◆ PROMPT
Pull out every line of the items below word for word, with no changes.

◆ DATA TO USE
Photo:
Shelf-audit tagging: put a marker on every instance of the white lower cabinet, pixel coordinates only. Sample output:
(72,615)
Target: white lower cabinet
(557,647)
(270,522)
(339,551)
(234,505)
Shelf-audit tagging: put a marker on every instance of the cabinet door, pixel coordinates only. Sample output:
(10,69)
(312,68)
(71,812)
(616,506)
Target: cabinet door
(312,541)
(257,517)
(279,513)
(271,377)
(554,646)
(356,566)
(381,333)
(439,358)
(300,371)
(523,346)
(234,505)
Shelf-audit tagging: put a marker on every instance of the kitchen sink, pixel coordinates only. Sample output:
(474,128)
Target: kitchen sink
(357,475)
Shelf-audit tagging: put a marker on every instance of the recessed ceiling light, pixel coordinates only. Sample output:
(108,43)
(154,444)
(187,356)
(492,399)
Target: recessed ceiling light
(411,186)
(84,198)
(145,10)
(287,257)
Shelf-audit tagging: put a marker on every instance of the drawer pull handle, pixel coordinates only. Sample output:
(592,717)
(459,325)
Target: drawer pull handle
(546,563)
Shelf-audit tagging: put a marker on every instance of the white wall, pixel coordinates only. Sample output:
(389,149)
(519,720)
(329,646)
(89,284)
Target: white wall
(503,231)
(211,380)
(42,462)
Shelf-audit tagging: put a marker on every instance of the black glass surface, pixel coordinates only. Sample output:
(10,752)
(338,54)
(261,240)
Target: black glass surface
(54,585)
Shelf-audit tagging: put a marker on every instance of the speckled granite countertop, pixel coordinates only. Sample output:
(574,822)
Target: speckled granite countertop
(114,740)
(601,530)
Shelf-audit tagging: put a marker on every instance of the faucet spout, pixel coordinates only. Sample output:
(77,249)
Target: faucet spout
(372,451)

◆ WORKED SOLUTION
Photo:
Shelf-audit tagging: put a marker on every instance of the white lower cabinet, pixel coordinates only. Sample output:
(72,615)
Target: white lower cabinet
(557,647)
(270,522)
(339,551)
(234,505)
Shelf-audit tagging: put a marker on every instance of the cabinet door, pixel coordinates only. Sample output:
(10,69)
(312,68)
(71,812)
(616,506)
Target: cabinet door
(312,541)
(257,517)
(279,513)
(271,377)
(554,646)
(356,566)
(381,333)
(439,358)
(300,371)
(523,346)
(234,505)
Shelf-audit tagging: put a marker on every instance of the kitchen sink, pixel coordinates only. Sample output:
(474,128)
Target: kitchen sink
(357,475)
Shelf-audit tagging: put a marker on every instance of the recessed ceiling light, pixel coordinates only. Sample output:
(108,43)
(154,444)
(187,356)
(492,399)
Target: recessed ceiling light
(411,186)
(84,198)
(145,10)
(287,257)
Shelf-audit tagging: put a marker on every instance of the drawer pull handle, pixel coordinates only. Sample output:
(592,717)
(459,325)
Target: drawer pull handle
(546,563)
Shelf-audit tagging: put a marker on every instance of the white wall, pixel coordinates only. Sample output:
(389,149)
(519,720)
(329,646)
(89,284)
Target: white wall
(503,231)
(211,380)
(42,462)
Shelf-audit tagging: put a marker on every instance of the black glass surface, pixel coordinates only. Sample output:
(10,752)
(338,54)
(261,240)
Target: black glass surface
(54,585)
Shelf-audit tagging: put a marker on every instance of the speckled granite countertop, pixel coordinates only. Sample output:
(574,822)
Target: speckled granite countertop
(114,740)
(601,530)
Shelf-audit tagging: put a marker on every instance of the faucet spout, pixel coordinates only. Sample output:
(77,249)
Target: faucet spout
(372,451)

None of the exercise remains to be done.